— start of Records for processing —
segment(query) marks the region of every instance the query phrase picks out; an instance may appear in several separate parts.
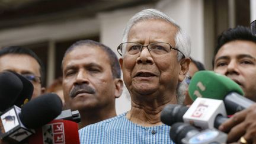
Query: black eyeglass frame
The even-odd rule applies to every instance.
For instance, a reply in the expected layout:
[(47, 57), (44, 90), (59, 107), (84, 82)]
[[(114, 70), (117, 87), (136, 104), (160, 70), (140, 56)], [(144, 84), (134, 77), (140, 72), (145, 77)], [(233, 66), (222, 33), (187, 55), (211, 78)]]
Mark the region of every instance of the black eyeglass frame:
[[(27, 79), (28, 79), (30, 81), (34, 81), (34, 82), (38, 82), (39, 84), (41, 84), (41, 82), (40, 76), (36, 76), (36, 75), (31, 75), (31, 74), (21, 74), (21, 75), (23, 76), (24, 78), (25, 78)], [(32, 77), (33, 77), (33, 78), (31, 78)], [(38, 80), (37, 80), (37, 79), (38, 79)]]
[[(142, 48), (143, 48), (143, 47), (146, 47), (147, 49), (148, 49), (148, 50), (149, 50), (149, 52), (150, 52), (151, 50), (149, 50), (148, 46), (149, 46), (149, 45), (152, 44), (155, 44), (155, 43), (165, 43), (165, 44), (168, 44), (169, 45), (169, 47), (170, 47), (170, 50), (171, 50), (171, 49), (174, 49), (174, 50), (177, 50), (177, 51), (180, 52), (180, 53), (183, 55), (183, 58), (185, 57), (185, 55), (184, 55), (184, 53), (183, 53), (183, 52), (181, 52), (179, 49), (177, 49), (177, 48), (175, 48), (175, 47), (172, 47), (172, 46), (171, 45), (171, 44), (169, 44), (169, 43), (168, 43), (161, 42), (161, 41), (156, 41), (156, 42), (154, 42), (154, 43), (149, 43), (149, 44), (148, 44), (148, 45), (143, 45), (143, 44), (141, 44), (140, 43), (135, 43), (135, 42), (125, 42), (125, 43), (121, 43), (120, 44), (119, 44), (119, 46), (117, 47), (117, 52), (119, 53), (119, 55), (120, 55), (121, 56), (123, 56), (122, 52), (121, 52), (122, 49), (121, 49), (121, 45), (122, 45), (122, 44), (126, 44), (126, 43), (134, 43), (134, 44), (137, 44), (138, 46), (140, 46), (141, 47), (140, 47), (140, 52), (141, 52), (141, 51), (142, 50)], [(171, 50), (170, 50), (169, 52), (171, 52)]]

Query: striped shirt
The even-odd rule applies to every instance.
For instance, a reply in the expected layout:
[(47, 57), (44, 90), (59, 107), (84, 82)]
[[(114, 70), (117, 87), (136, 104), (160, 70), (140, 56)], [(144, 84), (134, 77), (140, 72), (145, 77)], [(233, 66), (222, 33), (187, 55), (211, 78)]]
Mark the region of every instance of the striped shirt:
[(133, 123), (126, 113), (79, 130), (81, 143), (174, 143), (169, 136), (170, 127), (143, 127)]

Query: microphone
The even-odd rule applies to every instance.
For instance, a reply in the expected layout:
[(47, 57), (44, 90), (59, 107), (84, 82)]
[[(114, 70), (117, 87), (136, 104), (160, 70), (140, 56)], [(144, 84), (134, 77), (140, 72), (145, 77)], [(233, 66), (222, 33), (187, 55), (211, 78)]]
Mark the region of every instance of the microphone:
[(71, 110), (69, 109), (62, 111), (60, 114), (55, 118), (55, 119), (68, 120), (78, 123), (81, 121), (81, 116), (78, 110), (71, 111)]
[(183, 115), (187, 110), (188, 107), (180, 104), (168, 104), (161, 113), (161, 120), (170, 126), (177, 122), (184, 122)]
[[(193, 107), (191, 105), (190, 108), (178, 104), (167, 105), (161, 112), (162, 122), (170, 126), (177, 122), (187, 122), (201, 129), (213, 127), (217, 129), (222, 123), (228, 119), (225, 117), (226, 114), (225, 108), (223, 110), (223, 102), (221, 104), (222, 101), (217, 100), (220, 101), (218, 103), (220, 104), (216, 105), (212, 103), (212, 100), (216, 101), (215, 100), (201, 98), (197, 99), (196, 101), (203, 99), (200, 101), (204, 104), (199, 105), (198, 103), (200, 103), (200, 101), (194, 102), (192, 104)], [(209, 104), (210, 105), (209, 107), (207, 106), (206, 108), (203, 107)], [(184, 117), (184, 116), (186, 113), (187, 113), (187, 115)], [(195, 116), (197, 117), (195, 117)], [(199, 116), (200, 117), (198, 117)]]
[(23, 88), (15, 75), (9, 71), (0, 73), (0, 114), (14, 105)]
— end of Records for processing —
What to work on:
Recast the records above as a Markdown table with the columns "No." and "Text", numbering each line and skipping blank lines. Leave the pictures out.

Finished answer:
| No. | Text |
|---|---|
| 1 | segment(query) marks the region of every instance the query phrase picks out; an instance may appear in several separate parts. |
| 2 | Query: black eyeglass frame |
| 3 | The even-odd rule applies to every instance. |
| 4 | For instance, a reply in the expected layout: |
| 5 | [(47, 57), (44, 90), (59, 107), (84, 82)] |
| 6 | [[(114, 70), (117, 87), (136, 104), (160, 70), (140, 56)], [(144, 84), (134, 77), (140, 72), (145, 77)], [(233, 66), (222, 33), (187, 55), (211, 78)]] |
| 7 | Mark the region of every instance of the black eyeglass frame: |
| 8 | [[(27, 79), (28, 79), (30, 81), (34, 81), (34, 82), (38, 82), (39, 84), (41, 84), (41, 82), (40, 76), (36, 76), (36, 75), (31, 75), (31, 74), (21, 74), (21, 75), (23, 76), (24, 78), (25, 78)], [(32, 77), (33, 77), (33, 78), (31, 78)], [(38, 80), (37, 80), (37, 79), (38, 79)]] |
| 9 | [[(142, 48), (143, 48), (143, 47), (146, 47), (147, 49), (148, 49), (148, 50), (149, 50), (149, 52), (150, 52), (151, 50), (149, 50), (148, 46), (149, 46), (149, 45), (152, 44), (155, 44), (155, 43), (165, 43), (165, 44), (168, 44), (169, 45), (169, 47), (170, 47), (170, 50), (171, 50), (171, 49), (174, 49), (174, 50), (177, 50), (177, 51), (180, 52), (180, 53), (183, 55), (183, 58), (185, 57), (185, 55), (184, 55), (184, 53), (183, 53), (183, 52), (181, 52), (179, 49), (177, 49), (177, 48), (175, 48), (175, 47), (172, 47), (172, 46), (171, 45), (171, 44), (169, 44), (169, 43), (168, 43), (161, 42), (161, 41), (156, 41), (156, 42), (154, 42), (154, 43), (149, 43), (149, 44), (148, 44), (148, 45), (143, 45), (143, 44), (141, 44), (140, 43), (135, 43), (135, 42), (125, 42), (125, 43), (121, 43), (120, 44), (119, 44), (119, 46), (117, 47), (117, 52), (119, 53), (119, 55), (120, 55), (121, 56), (123, 56), (122, 52), (121, 52), (122, 49), (121, 49), (121, 45), (122, 45), (122, 44), (126, 44), (126, 43), (134, 43), (134, 44), (137, 44), (138, 46), (140, 46), (141, 47), (140, 47), (140, 52), (141, 52), (141, 51), (142, 50)], [(171, 50), (170, 50), (169, 52), (171, 52)]] |
| 10 | Query: striped shirt |
| 11 | The even-odd rule applies to every instance. |
| 12 | For instance, a reply in the expected layout: |
| 13 | [(47, 57), (44, 90), (59, 107), (84, 82)] |
| 14 | [[(114, 70), (117, 87), (136, 104), (160, 70), (140, 56)], [(144, 84), (134, 77), (140, 72), (145, 77)], [(233, 66), (222, 33), (187, 55), (211, 78)]] |
| 15 | Mark the region of every instance of the striped shirt: |
| 16 | [(133, 123), (126, 113), (79, 130), (81, 143), (174, 143), (169, 136), (170, 127), (143, 127)] |
| 17 | Query: microphone |
| 18 | The even-odd rule applies to every instance. |
| 19 | For instance, a reply in the expected layout: |
| 20 | [(47, 57), (44, 90), (59, 107), (84, 82)] |
| 21 | [[(114, 70), (117, 87), (136, 104), (160, 70), (140, 56)], [(144, 84), (134, 77), (140, 72), (145, 77)], [(233, 66), (222, 33), (187, 55), (211, 78)]] |
| 22 | Mark the region of every instance of the microphone: |
| 23 | [(71, 110), (69, 109), (62, 111), (60, 114), (55, 118), (55, 119), (68, 120), (78, 123), (81, 121), (81, 116), (78, 110), (71, 111)] |
| 24 | [(183, 115), (187, 110), (188, 107), (180, 104), (168, 104), (161, 113), (161, 120), (170, 126), (177, 122), (184, 122)] |
| 25 | [[(193, 107), (191, 105), (190, 108), (178, 104), (167, 105), (161, 112), (162, 122), (170, 126), (177, 122), (187, 122), (201, 129), (213, 127), (217, 129), (222, 123), (228, 119), (225, 117), (226, 114), (225, 108), (223, 110), (223, 102), (221, 104), (222, 101), (217, 100), (220, 101), (218, 103), (220, 104), (216, 105), (212, 103), (212, 100), (216, 101), (215, 100), (201, 98), (197, 99), (196, 101), (203, 99), (200, 101), (204, 104), (199, 105), (198, 103), (200, 103), (200, 101), (194, 102), (192, 104)], [(209, 104), (210, 105), (209, 107), (207, 106), (206, 108), (203, 107)], [(184, 117), (184, 116), (186, 113), (187, 113), (187, 115)], [(195, 116), (197, 117), (195, 117)], [(199, 116), (200, 117), (198, 117)]] |
| 26 | [(23, 88), (15, 75), (9, 71), (0, 73), (0, 114), (14, 105)] |